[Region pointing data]
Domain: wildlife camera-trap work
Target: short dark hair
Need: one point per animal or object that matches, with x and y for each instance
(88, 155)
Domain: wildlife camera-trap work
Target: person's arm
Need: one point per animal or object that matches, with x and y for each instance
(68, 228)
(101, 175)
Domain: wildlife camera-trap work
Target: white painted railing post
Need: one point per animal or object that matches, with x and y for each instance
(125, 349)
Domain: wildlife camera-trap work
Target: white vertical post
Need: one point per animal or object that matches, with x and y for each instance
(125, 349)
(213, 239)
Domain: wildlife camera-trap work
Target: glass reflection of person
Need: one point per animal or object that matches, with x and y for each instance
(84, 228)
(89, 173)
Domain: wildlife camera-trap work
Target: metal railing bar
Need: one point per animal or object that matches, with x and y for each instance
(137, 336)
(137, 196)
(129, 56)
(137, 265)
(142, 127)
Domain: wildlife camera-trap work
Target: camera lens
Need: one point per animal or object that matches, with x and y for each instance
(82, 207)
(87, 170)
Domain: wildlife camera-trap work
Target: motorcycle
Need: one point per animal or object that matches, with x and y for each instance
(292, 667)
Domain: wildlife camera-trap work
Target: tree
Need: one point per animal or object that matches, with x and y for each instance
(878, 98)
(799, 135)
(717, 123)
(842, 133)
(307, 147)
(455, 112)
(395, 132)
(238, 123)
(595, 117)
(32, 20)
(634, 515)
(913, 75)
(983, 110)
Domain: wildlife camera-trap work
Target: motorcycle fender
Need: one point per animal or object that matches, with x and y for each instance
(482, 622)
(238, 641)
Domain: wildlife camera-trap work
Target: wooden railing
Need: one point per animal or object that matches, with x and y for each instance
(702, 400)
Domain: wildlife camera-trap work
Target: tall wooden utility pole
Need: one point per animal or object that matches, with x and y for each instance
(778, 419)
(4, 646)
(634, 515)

> [PROBLEM TO SOLVE] Restating the data word for word is the whole task.

> [SOLVED EXERCISE]
Domain: wildlife camera-trap work
Target: short dark hair
Need: one point per animal or object that matches, with x and y for each instance
(88, 155)
Domain: wildlife camera-trap work
Target: person's arm
Need: one point per animal or object that matches, with x and y for each instance
(68, 228)
(101, 175)
Domain: wildlife camera-trap work
Target: white painted railing post
Need: one point per animal or object that matches, with x and y for each instance
(125, 349)
Domain: wildlife camera-trap work
Target: white vertical post
Need: one point per animal or object that matches, with x and y for each instance
(125, 349)
(213, 239)
Domain: wildlife camera-trap work
Target: glass reflection of person
Need: one point per animal or object that matches, with x and y for each instance
(84, 228)
(89, 173)
Domain: wildlife camera-trap work
Target: metal railing bar
Need: one point per animal or object that matches, with x and y for each instance
(137, 336)
(137, 196)
(129, 56)
(137, 265)
(142, 127)
Domain: wildlife camera-trap work
Target: camera lens
Need: one point per animal or object that matches, with x and y for each instance
(82, 207)
(87, 170)
Domain: wildlife camera-trap work
Target: motorcycle
Need: one point per animal or object that matches, with x and y for each instance
(292, 667)
Domain: wildlife camera-trap work
Target: tree
Need: one point per animal or object that matches, with x and y for each instance
(878, 98)
(799, 135)
(717, 123)
(842, 133)
(307, 147)
(455, 112)
(395, 132)
(238, 123)
(595, 117)
(32, 20)
(634, 515)
(913, 75)
(983, 110)
Domain: wildlife camera-trap work
Target: motorcycle fender
Need: one point per animal or object that matches, with x and y for each instance
(482, 622)
(238, 641)
Domain: wildlife camera-trap work
Target: wooden railing
Need: one point per animal or object that matches, with x and y for each instance
(702, 400)
Domain: wildlife camera-trap work
Target: tall wooden utility pole
Need: one point per animal or object that matches, with x and y for each instance
(778, 419)
(4, 646)
(634, 515)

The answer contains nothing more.